### What the exercise asks:
Lay out the items below, from the start through the line containing "column 721, row 593", as a two-column CSV with the headers item_text and answer. Give one row per item, with its text and its answer each in a single quoted field and line breaks replaced by spaces.

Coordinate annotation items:
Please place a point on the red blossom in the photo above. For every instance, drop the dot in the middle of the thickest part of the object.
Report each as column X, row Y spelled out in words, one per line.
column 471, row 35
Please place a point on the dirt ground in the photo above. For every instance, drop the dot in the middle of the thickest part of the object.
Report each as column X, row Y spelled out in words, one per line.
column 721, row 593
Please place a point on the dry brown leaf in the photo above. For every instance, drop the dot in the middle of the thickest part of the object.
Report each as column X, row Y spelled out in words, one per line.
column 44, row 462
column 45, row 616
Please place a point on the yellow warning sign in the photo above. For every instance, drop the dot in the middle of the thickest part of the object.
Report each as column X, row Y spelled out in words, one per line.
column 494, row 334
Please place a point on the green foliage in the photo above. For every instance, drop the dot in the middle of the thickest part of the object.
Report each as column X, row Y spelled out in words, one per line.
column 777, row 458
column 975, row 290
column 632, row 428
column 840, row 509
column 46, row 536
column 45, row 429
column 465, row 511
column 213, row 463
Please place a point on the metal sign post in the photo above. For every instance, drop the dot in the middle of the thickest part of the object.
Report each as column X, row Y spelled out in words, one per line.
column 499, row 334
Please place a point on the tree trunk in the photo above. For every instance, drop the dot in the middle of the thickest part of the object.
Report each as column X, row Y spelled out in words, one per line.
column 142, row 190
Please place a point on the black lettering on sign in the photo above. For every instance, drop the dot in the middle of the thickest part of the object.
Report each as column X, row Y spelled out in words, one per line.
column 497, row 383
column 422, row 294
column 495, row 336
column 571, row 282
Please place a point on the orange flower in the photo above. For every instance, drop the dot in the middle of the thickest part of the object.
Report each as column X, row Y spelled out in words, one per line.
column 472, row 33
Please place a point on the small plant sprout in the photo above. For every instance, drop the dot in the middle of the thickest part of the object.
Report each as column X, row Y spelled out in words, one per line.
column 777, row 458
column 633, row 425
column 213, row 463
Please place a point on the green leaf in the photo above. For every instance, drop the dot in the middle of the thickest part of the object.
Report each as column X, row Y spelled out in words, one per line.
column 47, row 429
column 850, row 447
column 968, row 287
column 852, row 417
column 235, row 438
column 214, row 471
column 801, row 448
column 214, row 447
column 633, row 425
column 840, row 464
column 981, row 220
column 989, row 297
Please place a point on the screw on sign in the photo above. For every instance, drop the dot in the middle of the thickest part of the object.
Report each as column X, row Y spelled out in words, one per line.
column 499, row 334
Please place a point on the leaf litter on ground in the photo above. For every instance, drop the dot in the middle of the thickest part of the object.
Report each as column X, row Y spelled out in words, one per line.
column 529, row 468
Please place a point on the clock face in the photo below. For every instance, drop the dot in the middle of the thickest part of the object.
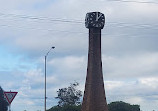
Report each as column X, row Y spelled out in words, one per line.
column 95, row 20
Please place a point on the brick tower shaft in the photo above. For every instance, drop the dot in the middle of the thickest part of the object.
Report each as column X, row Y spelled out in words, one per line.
column 94, row 95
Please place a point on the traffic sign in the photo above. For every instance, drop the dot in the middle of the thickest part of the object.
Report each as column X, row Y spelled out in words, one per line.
column 10, row 96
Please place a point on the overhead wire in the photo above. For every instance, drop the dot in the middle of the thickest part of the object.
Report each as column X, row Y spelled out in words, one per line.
column 116, row 24
column 144, row 2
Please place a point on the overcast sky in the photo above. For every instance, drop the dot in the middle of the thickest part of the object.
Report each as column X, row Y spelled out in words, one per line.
column 29, row 28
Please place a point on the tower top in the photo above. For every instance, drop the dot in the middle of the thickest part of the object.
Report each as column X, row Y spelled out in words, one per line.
column 95, row 20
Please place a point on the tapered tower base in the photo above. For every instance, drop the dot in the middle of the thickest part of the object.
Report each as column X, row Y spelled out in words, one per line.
column 94, row 95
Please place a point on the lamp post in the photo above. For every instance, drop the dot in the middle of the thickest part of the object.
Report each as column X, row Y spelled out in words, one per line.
column 45, row 97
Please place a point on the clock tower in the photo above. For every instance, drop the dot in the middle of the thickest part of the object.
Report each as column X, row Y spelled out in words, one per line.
column 94, row 95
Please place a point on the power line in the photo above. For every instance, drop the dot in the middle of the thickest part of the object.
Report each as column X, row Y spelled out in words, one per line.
column 119, row 24
column 144, row 2
column 41, row 18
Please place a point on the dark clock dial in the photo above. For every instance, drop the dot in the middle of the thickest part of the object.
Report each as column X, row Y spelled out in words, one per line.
column 94, row 20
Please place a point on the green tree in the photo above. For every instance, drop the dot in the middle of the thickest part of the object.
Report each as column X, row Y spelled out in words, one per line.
column 122, row 106
column 69, row 95
column 3, row 103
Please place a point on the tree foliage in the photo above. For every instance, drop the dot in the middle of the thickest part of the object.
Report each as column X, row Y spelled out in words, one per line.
column 3, row 103
column 69, row 96
column 122, row 106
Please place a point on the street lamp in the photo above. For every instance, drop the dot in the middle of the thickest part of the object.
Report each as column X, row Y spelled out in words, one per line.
column 45, row 97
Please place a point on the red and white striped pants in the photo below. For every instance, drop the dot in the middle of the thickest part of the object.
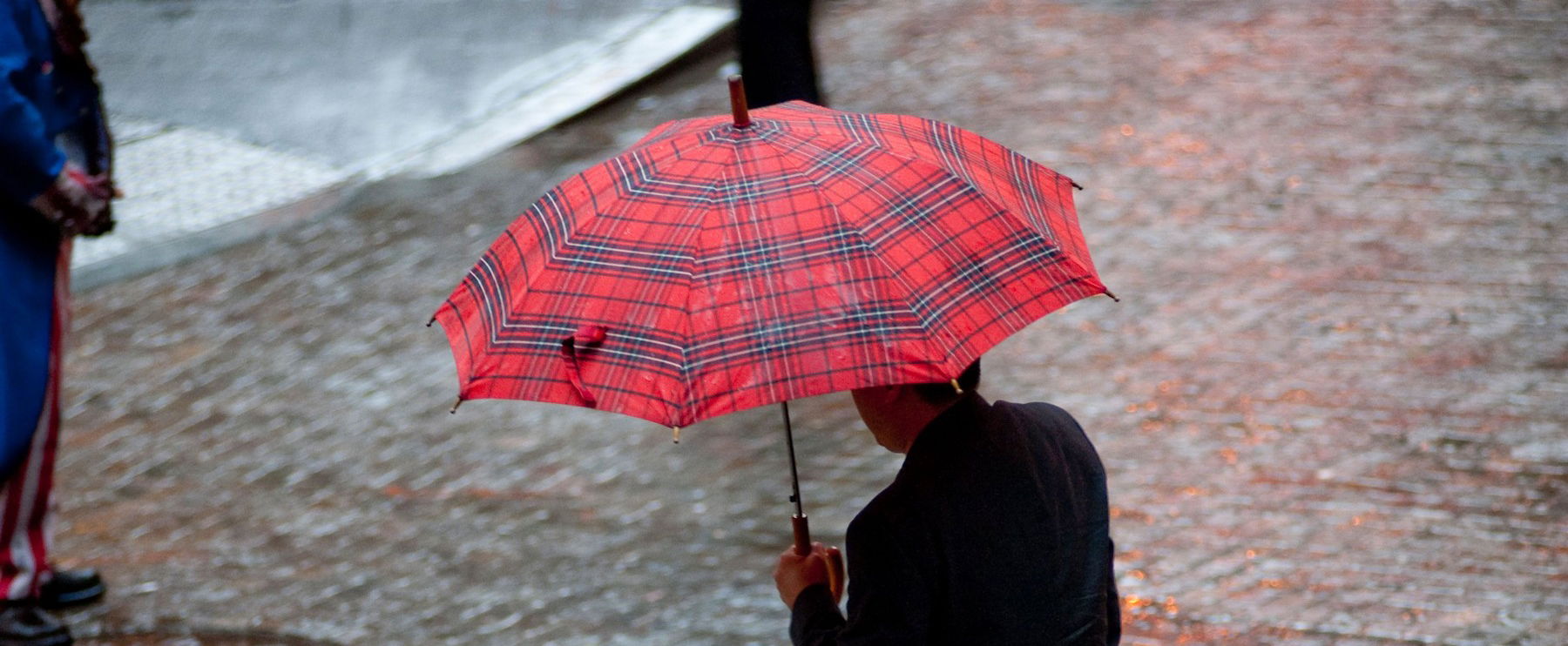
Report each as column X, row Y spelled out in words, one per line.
column 25, row 513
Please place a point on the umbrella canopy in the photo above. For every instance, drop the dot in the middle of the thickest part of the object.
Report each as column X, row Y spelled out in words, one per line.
column 723, row 264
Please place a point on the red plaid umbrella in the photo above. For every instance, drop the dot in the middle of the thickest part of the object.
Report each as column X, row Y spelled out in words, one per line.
column 723, row 264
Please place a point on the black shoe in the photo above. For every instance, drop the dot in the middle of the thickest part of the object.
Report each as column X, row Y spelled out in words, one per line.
column 27, row 624
column 71, row 587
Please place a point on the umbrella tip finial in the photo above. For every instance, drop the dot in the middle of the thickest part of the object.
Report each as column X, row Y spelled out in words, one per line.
column 737, row 101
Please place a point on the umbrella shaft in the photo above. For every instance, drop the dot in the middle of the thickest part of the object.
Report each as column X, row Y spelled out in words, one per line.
column 794, row 475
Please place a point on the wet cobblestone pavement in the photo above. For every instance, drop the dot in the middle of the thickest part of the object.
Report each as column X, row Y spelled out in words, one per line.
column 1330, row 401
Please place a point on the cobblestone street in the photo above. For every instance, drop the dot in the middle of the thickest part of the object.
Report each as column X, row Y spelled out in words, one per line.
column 1332, row 399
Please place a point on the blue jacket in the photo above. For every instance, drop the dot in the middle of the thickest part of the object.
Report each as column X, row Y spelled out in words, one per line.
column 43, row 94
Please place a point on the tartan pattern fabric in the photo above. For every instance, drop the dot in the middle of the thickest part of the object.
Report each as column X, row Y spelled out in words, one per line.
column 713, row 268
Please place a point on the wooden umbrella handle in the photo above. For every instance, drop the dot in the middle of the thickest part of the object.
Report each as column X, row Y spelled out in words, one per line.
column 835, row 557
column 801, row 535
column 836, row 575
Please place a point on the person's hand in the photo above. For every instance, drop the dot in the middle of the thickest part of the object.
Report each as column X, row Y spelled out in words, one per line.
column 78, row 203
column 797, row 573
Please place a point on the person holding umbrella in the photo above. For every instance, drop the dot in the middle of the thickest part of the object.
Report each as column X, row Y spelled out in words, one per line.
column 995, row 532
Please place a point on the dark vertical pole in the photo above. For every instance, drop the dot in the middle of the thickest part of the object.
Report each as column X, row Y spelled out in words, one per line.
column 799, row 521
column 775, row 50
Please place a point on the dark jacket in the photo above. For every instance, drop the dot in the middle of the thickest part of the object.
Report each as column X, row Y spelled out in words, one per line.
column 995, row 532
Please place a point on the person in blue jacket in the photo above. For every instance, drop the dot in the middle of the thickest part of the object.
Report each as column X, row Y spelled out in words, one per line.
column 55, row 184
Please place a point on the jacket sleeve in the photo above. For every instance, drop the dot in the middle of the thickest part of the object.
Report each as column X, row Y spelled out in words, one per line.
column 889, row 596
column 29, row 160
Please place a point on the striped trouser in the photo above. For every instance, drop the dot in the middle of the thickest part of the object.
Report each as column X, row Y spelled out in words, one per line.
column 25, row 521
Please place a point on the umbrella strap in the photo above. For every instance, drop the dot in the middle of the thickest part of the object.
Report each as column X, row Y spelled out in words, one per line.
column 588, row 334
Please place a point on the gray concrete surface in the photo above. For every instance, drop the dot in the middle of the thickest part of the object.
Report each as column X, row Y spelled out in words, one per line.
column 342, row 80
column 237, row 117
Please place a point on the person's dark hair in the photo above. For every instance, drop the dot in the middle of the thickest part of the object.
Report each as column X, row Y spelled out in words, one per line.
column 943, row 393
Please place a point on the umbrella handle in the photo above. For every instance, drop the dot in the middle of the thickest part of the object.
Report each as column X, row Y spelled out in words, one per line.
column 801, row 535
column 835, row 557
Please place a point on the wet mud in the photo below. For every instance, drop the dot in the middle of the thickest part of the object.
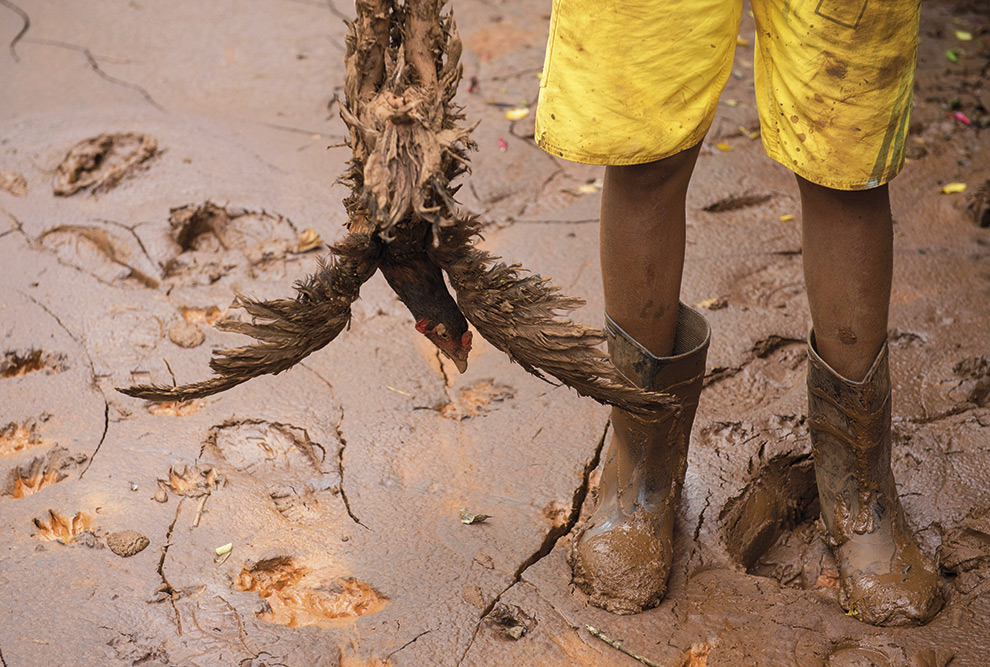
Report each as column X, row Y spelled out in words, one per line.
column 338, row 484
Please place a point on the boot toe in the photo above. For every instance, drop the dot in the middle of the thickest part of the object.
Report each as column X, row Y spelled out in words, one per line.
column 623, row 570
column 894, row 599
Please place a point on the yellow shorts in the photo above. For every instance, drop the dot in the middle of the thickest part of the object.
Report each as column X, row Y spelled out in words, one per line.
column 633, row 81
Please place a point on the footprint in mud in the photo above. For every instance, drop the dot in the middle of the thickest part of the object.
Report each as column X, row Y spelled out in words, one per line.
column 974, row 386
column 41, row 471
column 773, row 370
column 295, row 596
column 67, row 530
column 736, row 202
column 476, row 400
column 99, row 163
column 112, row 255
column 878, row 652
column 293, row 467
column 189, row 481
column 771, row 528
column 776, row 284
column 16, row 363
column 16, row 437
column 175, row 408
column 209, row 241
column 965, row 550
column 188, row 331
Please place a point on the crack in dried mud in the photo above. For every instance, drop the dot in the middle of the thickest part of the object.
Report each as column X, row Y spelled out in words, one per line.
column 701, row 515
column 106, row 427
column 549, row 540
column 340, row 472
column 945, row 414
column 166, row 587
column 23, row 31
column 92, row 370
column 131, row 231
column 407, row 644
column 95, row 66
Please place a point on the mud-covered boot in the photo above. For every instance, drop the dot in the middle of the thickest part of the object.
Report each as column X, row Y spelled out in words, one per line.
column 885, row 579
column 622, row 556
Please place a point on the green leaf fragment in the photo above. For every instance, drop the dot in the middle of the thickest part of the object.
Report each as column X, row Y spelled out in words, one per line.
column 469, row 518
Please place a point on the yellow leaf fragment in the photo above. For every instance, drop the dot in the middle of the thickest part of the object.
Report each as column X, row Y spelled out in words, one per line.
column 715, row 303
column 309, row 239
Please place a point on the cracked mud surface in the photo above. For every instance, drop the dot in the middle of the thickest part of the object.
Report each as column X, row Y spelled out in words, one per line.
column 337, row 484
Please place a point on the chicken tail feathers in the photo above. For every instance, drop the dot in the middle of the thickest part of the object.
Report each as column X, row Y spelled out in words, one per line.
column 288, row 330
column 518, row 313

### Result of this task:
item_text,answer
"Please place a point on the red blossom in the photo above. For every instance, drop the dot in the middle of the thickest part of the object. Report each as column X, row Y spelled out in words, one per line.","column 471, row 35"
"Please place a point on the dirt ground in the photo above. For every instance, drop the dot in the middle of the thickest part of the object. Report each as column X, row Y spelled out in words, one per line.","column 721, row 593"